I answer to no one but myself (WN42)

Doing
I don’t have a ton to say this week — it was mostly a slog to get to Friday. The last week before break is always brutal as a teacher, but now we have two weeks off that I sorely need. On Saturday, I went to see a local production of The Nutcracker; I don’t think ballet is my thing, but my friend’s daughter was in it and I think it meant a lot that I showed up. I also previously had only seen Barbie in the Nutcracker so perhaps I helped myself grow culturally, too.
Joe and I have some house projects planned for break that I’m looking forward to making progress on, particularly organizing our basement. There’s been a pile of crap in there since we moved in that we never unpacked — I’m of the mind that, if we haven’t touched it in two years, it’s probably nothing we need, but Joe is resistant. We do need to establish functional storage down there though, so I’m eager to get that done. In general I’m hoping to recharge over the break as it’s been a grim few months for me.
Reading
I’ve made good progress on Villette this week, mostly because I’ve been reading during lunch. I’m just a few pages shy of 300 and the action has picked up.1 Polly’s re-introduction felt more and more inevitable as Lucy became enmeshed with the Brettons and fell for Graham, so it didn’t take me by surprise, but this is the second time now that Lucy has met someone from her past and not recognized them at first, only for their true identity to be revealed with fanfare. Either Lucy has a remarkable case of face blindness or Brontë is overusing some tropes.

□ □ □ □

- **REQUIRED TASK 1**:
According to the blog post, which novel was read during lunch this week?

□ □ □ □

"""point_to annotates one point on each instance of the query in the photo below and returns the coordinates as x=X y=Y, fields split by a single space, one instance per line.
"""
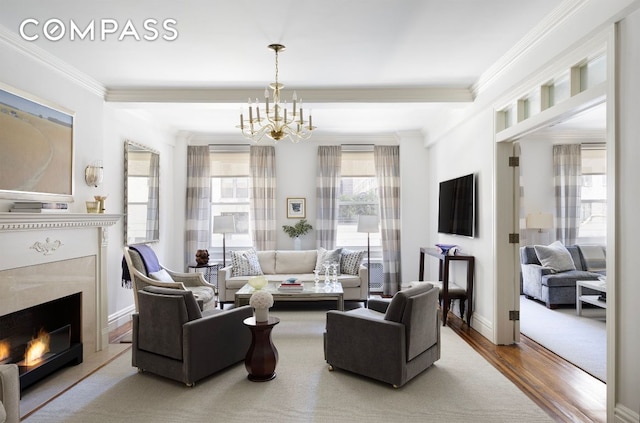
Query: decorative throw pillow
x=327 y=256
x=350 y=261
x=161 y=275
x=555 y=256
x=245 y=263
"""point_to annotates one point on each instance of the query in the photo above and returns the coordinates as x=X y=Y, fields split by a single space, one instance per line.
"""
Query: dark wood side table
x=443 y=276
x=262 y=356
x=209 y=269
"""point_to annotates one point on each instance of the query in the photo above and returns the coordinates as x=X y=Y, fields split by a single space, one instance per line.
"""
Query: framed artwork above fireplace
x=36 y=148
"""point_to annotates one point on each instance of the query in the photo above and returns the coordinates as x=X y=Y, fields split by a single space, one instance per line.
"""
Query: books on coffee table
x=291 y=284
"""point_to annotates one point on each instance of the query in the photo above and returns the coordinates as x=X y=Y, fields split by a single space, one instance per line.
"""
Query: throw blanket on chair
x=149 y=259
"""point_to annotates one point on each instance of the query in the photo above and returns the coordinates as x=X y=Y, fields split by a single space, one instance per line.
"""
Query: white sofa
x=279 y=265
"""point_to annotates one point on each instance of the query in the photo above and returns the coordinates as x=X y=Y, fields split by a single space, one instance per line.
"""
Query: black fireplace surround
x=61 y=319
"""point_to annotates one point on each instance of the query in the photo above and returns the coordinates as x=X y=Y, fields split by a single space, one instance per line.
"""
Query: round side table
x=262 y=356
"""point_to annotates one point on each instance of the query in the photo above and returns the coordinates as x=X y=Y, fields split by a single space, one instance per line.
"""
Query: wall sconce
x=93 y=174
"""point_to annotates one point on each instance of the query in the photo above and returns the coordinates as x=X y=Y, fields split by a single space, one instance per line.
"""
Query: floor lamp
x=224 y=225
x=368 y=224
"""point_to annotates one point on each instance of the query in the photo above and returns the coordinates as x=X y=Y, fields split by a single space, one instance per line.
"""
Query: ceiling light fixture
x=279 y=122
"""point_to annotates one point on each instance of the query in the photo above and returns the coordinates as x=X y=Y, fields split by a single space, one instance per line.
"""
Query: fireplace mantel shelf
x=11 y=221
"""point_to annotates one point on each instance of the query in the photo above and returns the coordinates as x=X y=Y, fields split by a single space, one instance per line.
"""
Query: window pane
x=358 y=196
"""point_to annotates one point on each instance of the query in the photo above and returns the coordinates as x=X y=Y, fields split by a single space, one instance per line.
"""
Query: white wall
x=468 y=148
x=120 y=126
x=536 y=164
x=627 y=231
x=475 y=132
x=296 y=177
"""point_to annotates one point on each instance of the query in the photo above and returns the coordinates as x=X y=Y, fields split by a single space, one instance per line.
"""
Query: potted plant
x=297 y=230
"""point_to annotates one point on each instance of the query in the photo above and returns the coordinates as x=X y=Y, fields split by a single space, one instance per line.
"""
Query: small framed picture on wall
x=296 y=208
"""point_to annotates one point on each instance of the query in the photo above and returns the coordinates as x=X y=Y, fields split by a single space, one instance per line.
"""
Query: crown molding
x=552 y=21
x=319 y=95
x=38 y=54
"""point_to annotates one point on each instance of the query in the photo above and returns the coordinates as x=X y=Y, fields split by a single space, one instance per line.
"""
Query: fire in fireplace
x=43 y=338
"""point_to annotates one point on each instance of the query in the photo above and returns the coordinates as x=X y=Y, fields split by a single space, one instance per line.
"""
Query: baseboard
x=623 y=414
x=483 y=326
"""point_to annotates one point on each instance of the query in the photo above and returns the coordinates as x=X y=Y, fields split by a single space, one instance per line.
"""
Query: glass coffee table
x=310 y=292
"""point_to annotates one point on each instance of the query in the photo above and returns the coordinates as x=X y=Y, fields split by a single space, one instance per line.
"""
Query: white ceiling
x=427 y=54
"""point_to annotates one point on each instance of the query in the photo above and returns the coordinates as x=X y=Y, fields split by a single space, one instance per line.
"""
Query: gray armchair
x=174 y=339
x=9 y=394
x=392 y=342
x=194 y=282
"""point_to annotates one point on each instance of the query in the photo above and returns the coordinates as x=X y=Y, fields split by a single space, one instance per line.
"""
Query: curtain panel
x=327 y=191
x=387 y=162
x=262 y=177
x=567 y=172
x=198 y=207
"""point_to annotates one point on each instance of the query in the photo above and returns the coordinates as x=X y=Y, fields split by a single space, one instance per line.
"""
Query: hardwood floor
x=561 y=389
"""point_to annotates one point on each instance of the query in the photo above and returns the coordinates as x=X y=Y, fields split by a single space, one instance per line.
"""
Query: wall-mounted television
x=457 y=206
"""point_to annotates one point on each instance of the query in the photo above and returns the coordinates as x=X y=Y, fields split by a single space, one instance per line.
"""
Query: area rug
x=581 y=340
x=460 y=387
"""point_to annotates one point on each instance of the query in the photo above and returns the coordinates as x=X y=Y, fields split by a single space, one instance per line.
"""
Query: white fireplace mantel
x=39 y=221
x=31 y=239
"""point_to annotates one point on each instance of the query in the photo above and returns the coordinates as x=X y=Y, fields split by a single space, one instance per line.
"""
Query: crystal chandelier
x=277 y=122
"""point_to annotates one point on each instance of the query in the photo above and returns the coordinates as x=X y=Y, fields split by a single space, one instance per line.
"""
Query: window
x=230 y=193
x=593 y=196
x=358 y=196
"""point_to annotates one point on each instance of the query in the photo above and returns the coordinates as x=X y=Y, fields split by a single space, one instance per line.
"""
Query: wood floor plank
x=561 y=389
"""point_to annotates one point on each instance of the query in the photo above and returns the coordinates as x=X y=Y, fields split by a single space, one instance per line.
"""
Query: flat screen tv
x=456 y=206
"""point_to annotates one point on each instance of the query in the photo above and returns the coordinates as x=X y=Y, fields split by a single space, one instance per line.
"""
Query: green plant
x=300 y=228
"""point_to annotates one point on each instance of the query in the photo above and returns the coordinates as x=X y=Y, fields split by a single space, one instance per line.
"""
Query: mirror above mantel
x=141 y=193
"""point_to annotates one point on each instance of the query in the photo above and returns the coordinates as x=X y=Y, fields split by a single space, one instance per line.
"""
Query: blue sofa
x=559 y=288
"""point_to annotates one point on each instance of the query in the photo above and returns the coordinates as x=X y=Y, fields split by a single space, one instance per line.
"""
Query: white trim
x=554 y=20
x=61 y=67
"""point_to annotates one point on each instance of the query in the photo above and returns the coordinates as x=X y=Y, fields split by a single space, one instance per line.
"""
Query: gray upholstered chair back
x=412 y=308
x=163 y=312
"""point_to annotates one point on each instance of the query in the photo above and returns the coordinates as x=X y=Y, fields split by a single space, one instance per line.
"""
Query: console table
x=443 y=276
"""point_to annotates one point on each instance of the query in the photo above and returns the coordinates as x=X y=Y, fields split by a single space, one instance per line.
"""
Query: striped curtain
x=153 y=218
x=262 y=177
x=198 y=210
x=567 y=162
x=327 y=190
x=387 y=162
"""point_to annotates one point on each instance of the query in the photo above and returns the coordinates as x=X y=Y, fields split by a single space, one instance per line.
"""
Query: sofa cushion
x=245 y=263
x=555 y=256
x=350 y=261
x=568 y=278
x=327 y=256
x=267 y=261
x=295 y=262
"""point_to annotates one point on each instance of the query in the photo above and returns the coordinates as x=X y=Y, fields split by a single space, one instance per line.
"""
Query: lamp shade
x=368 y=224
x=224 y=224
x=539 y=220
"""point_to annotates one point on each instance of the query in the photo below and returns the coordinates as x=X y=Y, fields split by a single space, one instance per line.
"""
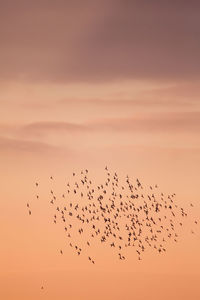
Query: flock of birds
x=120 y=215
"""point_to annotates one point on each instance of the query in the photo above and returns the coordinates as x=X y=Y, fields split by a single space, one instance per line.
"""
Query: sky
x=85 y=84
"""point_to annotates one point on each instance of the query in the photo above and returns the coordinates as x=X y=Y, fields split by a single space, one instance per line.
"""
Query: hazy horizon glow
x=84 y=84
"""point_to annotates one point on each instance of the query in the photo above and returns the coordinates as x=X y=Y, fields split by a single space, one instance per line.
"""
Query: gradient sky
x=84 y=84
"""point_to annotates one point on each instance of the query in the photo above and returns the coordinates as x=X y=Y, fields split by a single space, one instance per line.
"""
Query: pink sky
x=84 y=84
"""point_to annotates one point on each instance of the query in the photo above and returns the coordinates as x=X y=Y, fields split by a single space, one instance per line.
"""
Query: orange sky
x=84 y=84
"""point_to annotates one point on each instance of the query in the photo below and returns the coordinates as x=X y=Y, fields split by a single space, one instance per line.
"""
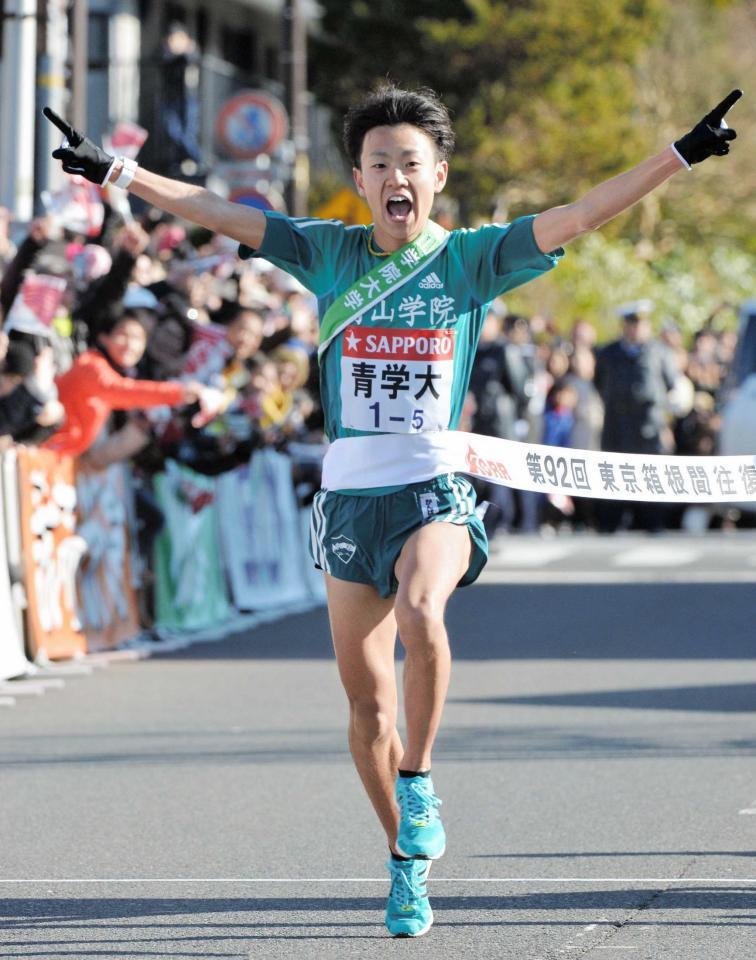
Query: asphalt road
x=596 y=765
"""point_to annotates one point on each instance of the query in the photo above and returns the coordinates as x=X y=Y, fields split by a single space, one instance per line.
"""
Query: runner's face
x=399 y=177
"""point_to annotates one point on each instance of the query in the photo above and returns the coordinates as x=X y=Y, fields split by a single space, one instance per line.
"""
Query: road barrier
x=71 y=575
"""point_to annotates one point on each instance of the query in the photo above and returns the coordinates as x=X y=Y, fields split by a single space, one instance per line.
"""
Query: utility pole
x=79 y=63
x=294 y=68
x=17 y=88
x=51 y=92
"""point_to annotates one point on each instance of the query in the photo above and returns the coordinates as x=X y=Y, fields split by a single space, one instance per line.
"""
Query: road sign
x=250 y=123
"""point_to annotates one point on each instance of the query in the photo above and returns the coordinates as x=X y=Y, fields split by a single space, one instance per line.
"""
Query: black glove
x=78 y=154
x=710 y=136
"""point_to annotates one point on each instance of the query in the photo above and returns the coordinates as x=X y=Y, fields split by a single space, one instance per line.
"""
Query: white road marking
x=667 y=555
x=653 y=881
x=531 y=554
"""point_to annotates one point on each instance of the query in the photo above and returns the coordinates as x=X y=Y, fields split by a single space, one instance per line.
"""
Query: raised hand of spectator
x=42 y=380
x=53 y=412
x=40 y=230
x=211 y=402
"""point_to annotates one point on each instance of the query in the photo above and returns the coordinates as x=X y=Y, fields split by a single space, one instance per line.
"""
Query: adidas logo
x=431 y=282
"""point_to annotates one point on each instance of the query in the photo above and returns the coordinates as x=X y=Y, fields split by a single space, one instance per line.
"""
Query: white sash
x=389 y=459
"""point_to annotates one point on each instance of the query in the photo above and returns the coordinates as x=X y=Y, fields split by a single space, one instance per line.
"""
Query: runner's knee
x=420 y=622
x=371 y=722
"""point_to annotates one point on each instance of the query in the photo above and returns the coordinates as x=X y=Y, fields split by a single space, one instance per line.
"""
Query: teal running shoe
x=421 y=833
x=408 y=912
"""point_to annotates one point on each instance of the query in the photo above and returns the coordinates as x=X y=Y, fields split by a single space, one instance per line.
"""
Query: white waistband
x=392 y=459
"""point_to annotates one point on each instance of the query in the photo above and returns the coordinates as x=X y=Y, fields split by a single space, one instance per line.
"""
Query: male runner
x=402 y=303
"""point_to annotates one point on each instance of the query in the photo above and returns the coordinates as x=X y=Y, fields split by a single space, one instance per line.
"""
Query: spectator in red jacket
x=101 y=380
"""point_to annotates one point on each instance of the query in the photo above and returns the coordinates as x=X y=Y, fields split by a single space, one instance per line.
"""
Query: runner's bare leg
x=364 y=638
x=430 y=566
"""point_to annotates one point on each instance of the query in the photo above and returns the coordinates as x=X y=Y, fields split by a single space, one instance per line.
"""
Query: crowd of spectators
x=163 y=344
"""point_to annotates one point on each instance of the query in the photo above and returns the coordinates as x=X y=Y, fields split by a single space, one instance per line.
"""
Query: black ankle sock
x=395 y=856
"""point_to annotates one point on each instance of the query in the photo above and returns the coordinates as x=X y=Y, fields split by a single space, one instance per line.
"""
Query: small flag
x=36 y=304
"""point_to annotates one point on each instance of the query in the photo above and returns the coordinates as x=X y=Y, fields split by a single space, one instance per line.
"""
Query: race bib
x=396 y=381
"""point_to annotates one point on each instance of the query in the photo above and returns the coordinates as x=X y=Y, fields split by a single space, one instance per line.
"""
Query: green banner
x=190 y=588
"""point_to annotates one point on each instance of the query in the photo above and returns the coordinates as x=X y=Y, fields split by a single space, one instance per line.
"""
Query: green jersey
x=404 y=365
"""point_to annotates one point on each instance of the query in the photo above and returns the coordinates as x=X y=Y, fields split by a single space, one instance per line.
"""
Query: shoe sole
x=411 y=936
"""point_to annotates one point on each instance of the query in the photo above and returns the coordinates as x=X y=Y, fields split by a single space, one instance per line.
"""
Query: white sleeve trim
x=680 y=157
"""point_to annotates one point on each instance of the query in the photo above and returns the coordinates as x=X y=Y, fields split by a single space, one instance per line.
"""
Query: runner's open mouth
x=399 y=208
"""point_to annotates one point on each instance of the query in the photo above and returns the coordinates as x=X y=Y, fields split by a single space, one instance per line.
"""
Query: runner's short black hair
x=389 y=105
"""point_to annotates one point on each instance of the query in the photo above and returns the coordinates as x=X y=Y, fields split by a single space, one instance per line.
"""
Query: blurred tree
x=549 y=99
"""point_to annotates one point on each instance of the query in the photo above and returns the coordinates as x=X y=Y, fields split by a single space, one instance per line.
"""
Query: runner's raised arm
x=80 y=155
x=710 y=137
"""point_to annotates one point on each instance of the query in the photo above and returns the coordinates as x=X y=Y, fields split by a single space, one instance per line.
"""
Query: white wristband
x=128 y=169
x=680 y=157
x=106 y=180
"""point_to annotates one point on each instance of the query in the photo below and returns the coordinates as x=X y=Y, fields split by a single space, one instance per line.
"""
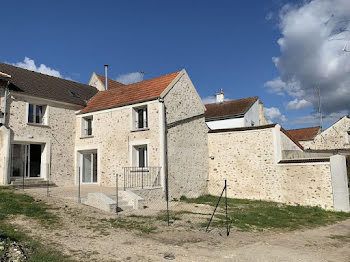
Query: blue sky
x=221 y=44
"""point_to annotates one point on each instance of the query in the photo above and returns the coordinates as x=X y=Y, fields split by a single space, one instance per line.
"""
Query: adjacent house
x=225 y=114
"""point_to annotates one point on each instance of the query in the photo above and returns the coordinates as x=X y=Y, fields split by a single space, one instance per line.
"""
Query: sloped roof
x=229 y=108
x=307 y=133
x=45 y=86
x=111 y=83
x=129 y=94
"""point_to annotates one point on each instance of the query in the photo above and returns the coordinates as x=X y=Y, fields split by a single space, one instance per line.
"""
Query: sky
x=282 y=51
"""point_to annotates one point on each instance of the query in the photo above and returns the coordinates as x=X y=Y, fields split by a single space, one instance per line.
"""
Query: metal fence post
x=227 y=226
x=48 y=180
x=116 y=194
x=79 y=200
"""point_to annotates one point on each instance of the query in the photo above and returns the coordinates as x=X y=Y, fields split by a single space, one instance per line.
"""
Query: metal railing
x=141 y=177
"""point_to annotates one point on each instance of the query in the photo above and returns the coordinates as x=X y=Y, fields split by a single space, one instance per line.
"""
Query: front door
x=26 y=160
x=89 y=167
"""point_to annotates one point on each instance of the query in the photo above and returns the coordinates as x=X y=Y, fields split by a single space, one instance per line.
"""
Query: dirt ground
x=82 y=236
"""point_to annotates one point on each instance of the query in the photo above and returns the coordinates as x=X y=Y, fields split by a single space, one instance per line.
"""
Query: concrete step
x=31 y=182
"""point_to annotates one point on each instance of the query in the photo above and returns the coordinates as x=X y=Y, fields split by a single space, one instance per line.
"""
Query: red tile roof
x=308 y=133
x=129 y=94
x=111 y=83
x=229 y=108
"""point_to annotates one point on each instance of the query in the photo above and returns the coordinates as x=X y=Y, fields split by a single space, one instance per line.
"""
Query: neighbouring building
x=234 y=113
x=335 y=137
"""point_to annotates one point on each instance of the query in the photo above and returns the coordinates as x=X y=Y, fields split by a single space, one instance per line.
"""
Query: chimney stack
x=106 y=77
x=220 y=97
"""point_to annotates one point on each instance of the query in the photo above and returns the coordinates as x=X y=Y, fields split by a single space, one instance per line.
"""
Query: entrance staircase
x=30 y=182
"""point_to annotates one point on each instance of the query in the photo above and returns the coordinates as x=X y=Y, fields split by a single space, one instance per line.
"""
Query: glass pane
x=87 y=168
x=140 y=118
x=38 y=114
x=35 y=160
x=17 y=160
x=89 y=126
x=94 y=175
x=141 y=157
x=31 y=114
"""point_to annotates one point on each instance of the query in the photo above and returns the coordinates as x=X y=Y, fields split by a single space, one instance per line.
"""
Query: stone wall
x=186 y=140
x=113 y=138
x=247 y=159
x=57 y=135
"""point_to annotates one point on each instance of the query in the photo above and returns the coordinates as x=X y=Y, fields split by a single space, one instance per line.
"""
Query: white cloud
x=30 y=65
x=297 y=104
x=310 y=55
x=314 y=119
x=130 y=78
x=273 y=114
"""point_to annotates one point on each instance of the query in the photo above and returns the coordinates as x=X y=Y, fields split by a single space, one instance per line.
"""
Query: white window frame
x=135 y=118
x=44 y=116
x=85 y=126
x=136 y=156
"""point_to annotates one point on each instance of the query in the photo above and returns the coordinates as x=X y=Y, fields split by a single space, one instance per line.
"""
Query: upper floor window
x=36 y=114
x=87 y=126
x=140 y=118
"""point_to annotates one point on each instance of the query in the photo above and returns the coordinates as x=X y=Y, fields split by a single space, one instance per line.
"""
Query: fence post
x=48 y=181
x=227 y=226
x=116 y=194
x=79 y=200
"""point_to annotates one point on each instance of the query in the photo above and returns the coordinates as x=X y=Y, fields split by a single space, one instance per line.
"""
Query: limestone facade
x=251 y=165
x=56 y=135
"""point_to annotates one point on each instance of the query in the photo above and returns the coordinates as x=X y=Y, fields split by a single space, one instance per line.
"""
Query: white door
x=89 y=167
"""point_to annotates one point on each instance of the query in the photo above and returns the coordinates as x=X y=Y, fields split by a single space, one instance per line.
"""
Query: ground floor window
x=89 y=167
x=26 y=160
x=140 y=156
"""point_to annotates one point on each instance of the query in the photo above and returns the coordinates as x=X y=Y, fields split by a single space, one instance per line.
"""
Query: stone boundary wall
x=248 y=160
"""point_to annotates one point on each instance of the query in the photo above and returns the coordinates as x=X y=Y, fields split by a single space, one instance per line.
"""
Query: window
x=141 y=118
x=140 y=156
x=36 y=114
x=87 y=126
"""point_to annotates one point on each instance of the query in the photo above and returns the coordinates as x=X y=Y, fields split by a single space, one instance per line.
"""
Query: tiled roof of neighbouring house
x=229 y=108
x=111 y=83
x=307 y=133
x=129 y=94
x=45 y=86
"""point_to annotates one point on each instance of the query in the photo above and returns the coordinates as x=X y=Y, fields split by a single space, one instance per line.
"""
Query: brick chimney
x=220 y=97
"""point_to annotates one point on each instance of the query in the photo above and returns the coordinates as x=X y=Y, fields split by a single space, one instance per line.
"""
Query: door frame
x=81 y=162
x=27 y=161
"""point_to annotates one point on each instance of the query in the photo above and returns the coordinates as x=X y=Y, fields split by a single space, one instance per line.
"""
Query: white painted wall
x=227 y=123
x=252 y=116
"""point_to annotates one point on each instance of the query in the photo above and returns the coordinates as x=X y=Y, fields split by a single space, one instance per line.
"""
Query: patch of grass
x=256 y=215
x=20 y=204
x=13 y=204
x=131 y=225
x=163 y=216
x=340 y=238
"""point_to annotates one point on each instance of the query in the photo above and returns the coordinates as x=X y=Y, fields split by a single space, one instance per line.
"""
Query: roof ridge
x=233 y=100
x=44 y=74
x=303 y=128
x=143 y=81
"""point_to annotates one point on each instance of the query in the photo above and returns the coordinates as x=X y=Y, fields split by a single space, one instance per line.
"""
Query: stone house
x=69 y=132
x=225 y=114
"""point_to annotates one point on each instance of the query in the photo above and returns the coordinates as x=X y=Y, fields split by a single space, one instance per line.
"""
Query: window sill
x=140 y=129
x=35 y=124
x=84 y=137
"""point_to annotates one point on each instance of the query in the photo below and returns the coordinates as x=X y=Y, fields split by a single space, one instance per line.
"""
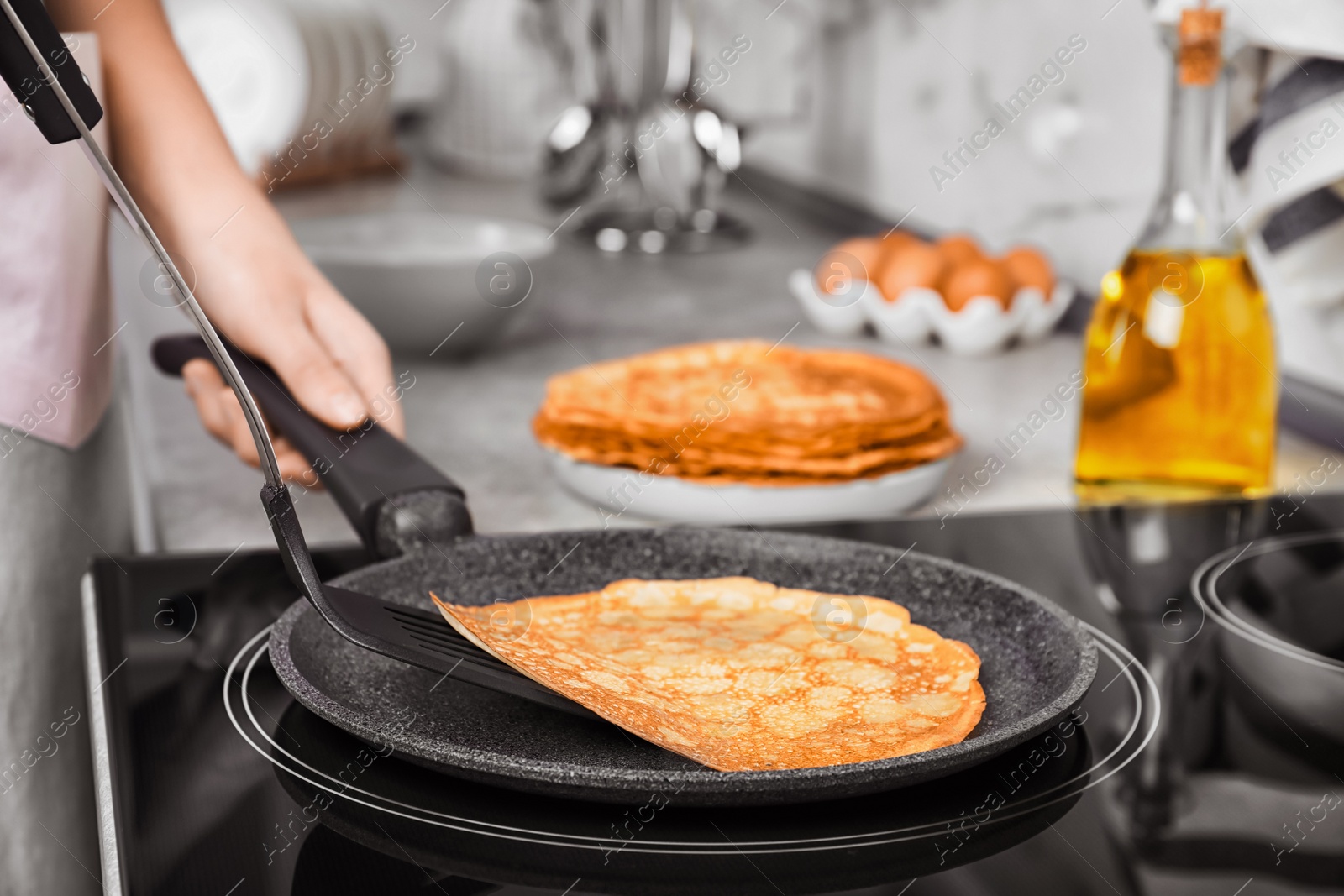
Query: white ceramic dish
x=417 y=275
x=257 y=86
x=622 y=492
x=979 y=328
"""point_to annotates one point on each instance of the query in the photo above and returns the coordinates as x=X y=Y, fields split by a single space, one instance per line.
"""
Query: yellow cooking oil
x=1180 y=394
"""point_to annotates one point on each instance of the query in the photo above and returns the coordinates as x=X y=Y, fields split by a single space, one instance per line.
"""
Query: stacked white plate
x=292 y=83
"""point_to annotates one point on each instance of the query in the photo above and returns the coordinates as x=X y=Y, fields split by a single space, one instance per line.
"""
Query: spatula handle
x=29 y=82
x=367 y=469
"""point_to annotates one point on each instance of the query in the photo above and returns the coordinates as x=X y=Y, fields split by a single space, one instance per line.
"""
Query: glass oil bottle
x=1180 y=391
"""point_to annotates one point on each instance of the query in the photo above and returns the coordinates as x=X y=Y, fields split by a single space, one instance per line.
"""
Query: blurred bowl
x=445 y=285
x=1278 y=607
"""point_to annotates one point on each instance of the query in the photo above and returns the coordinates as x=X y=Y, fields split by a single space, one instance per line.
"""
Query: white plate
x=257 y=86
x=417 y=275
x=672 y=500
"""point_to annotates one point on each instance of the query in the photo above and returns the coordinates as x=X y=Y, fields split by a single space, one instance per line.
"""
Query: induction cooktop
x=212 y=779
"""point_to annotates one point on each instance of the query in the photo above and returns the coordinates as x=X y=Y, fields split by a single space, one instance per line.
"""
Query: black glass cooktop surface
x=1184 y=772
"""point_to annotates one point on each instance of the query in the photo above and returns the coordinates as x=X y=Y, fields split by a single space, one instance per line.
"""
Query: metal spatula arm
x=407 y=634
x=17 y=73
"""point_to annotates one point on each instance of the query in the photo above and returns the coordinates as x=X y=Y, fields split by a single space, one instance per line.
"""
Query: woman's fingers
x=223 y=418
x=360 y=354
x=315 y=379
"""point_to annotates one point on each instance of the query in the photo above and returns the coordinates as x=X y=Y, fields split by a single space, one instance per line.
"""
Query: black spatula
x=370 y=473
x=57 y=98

□ □ □ □

- **REQUIRED TASK 2**:
Can you lay out the records as a numbered list, starting from their first line and going up to and including the line with "x=209 y=269", with the pictures left out?

- **TASK SOLUTION 1**:
Villette

- **TASK SOLUTION 2**:
1. """point_to annotates one point on each instance of the query in the photo below and returns the coordinates as x=X y=Y, fields split by a single space, one instance per line.
2. """
3. Query: decorative throw pillow
4. x=327 y=256
5. x=350 y=261
6. x=161 y=275
7. x=555 y=256
8. x=245 y=263
9. """point_to annotates one point on each instance of the query in the photo above and returns the coordinates as x=X y=Y, fields split by a single space, one instance per line.
10. """
11. Query: dark wood side table
12. x=443 y=276
13. x=262 y=356
14. x=209 y=269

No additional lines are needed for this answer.